***** ПРЕДЛОЖЕННЫЙ ОТРЫВОК *****

Присоединение Сибири и освоение американских земель
(до создания РАК)
Одним из первых историков, уделившим специальное внимание проблеме заселения Сибири в XVII в., стал С.В. Бахрушин[120]. Он начал заниматься историей Сибири еще в 1916 г., а в 1920-е –1940-е гг. стал научным лидером советского сибиреведения. С.В. Бахрушин исключительно подробно описал маршруты в Сибирь через Уральский хребет, использовавшиеся русскими первопроходцами. При этом он отмечал особые усилия государства, направленные на освоение Сибири на раннем этапе, и считал, что, по крайней мере, до 1620-х гг. «общее направление политики остается почти всецело в руках центральных правительственных органов».

***** ИСХОДНЫЙ МАТЕРИАЛ *****

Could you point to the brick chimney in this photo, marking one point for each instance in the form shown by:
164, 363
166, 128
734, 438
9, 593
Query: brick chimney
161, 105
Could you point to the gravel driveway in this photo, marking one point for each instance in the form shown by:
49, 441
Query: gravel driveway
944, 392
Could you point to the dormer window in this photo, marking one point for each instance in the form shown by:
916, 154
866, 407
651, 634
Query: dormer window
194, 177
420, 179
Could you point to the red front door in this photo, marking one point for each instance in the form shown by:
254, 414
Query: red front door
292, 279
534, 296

*****

▸ **УЧЕБНЫЕ ЗАДАЧИ**
• A. Кратко перескажите в виде списка абзац отрывка, который начинается словами «Одним из первых историков». Сохраните его основные факты.
• B. Выпишите все обозначения времени (век, год, период), которые есть в отрывке.
Материал для работы не потребуется.

▸ **ОТВЕТЫ**
• A.
- С.В. Бахрушин стал одним из первых историков, которые специально изучали заселение Сибири в XVII в.
- Историей Сибири он занимался с 1916 г., а в 1920-е–1940-е гг. был научным лидером советского сибиреведения.
- Он подробно описал маршруты, по которым русские первопроходцы шли в Сибирь через Уральский хребет.
- Он отмечал особые усилия государства по освоению Сибири на раннем этапе.
- По его мнению, по крайней мере до 1620-х гг. общее направление политики почти полностью определяли центральные правительственные органы.

• B.
- XVII в.
- 1916 г.
- 1920-е–1940-е гг.
- 1620-е гг.